- _Work instructions_
Your reply must consist of the data below, reproduced character for character.

- _Exercise material_

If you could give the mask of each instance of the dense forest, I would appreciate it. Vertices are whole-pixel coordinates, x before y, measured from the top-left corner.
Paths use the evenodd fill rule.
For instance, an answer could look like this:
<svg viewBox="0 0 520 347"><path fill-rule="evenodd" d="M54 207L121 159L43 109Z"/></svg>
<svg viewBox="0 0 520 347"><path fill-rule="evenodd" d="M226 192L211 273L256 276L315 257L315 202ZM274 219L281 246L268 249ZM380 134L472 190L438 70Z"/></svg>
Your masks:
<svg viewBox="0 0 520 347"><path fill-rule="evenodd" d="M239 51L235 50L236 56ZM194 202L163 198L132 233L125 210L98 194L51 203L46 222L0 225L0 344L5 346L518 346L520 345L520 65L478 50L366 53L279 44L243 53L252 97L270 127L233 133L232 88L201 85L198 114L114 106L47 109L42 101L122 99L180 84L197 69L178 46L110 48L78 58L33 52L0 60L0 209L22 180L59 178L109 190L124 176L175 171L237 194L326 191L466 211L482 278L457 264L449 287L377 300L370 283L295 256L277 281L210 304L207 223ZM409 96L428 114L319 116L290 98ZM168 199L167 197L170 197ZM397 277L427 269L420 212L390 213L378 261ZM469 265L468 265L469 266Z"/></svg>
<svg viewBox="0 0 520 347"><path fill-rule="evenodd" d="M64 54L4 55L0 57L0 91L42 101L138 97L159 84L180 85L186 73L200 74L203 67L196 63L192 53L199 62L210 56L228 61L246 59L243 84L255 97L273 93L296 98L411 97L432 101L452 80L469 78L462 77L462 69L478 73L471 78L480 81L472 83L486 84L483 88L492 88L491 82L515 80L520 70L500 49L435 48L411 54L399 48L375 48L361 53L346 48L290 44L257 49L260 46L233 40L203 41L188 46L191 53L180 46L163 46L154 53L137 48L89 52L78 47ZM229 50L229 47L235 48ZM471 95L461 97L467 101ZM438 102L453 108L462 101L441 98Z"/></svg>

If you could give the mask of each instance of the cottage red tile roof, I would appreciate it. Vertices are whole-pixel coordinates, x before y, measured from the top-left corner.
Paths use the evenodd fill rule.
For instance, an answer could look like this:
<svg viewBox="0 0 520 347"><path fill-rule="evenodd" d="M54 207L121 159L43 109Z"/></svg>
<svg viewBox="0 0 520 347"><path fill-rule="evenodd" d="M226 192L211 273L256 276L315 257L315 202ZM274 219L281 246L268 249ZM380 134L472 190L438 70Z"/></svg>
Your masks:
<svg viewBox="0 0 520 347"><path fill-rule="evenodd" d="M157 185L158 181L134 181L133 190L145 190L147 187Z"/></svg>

- _Written response_
If you could give the mask of each instance of the dense forest, I would appreciate it. Vertices are whole-pixel coordinates, x before y, measured from the top-left corner.
Paths use the evenodd fill rule.
For instance, an answer could look like this:
<svg viewBox="0 0 520 347"><path fill-rule="evenodd" d="M54 207L121 159L43 109Z"/></svg>
<svg viewBox="0 0 520 347"><path fill-rule="evenodd" d="M226 192L211 273L256 276L315 257L315 202ZM274 219L281 246L268 249ZM380 134L472 190L438 70Z"/></svg>
Your masks:
<svg viewBox="0 0 520 347"><path fill-rule="evenodd" d="M239 51L235 50L236 56ZM194 202L163 198L132 233L125 210L98 194L51 203L46 222L0 225L0 344L5 346L518 346L520 345L520 65L478 50L366 53L279 44L243 53L252 97L270 127L233 133L232 88L201 85L198 114L114 106L47 109L42 101L122 99L180 84L197 69L178 46L110 48L78 58L33 52L0 60L0 209L22 180L59 178L109 190L124 176L175 171L237 194L326 191L466 211L482 278L457 264L449 287L377 300L370 283L295 256L277 281L210 304L207 223ZM409 96L428 114L319 116L290 98ZM168 199L167 197L170 197ZM397 277L427 269L420 212L390 213L378 261ZM469 265L468 265L469 266Z"/></svg>
<svg viewBox="0 0 520 347"><path fill-rule="evenodd" d="M64 54L4 55L0 57L0 91L42 101L138 97L159 84L180 85L186 73L200 74L203 67L196 63L192 53L199 62L210 56L228 61L246 59L243 84L255 97L273 93L296 98L411 97L432 101L452 80L469 78L462 77L462 69L478 73L471 78L480 81L472 83L486 84L483 88L492 88L491 82L515 80L520 70L500 49L435 48L411 54L399 48L375 48L361 53L346 48L290 44L257 49L260 46L233 40L203 41L188 46L191 53L180 46L163 46L154 53L137 48L89 52L78 47ZM229 50L229 47L235 48ZM471 95L461 97L467 101ZM438 102L453 108L462 101L441 98Z"/></svg>

If you could give the mask of each instance of the cottage red tile roof, I would appreciate it. Vertices are whole-pixel coordinates, x before y, measured from the top-left corner.
Paths use the evenodd fill rule.
For instance, an answer could look like this:
<svg viewBox="0 0 520 347"><path fill-rule="evenodd" d="M54 207L121 159L43 109Z"/></svg>
<svg viewBox="0 0 520 347"><path fill-rule="evenodd" d="M226 192L211 273L256 276L315 257L315 202ZM274 219L281 246L268 249ZM380 134L472 190L438 70Z"/></svg>
Your masks:
<svg viewBox="0 0 520 347"><path fill-rule="evenodd" d="M157 185L158 181L134 181L133 190L145 190L147 187Z"/></svg>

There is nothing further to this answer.